* Start Records supplied *

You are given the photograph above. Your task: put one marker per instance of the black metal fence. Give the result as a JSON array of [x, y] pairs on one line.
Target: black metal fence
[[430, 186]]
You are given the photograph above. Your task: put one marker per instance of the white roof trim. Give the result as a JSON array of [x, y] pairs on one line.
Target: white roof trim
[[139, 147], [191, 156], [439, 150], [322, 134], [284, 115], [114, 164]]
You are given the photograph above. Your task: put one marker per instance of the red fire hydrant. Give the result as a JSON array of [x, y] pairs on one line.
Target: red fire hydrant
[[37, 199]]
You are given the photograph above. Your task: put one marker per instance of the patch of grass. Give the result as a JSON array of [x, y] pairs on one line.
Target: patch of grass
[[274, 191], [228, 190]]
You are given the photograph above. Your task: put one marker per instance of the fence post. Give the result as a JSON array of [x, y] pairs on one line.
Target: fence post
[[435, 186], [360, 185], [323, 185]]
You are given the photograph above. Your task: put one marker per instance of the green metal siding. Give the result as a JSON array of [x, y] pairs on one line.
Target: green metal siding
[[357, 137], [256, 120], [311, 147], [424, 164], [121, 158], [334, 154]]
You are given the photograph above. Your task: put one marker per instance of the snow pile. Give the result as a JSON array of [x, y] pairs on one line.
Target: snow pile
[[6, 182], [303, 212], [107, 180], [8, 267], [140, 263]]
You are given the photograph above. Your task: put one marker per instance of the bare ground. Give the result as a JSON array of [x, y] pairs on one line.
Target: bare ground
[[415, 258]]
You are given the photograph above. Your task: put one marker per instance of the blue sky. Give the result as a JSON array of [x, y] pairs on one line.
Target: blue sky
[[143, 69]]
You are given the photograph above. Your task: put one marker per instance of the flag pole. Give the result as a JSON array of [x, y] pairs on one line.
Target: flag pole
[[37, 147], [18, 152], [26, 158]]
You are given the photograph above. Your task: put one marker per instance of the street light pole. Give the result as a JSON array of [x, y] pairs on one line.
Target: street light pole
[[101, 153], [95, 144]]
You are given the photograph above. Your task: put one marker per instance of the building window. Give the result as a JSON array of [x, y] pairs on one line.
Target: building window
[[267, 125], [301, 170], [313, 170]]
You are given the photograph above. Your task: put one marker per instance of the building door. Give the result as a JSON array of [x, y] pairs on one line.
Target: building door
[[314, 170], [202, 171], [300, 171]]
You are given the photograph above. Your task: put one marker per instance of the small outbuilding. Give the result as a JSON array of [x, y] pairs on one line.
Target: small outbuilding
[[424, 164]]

* End Records supplied *

◆ Exercise directions
Rewrite the stretch of lines from the beginning of the records through the line containing "[[430, 186]]", keeping every request in full, but multiply each coordinate in the answers by 1.95 and round to the nearest whole number, with halves rounded up.

◆ Correct response
You are given the photograph above. Your task: put one marker per instance of the black metal fence. Give the result as a JSON array of [x, y] pairs on one line.
Target: black metal fence
[[839, 363]]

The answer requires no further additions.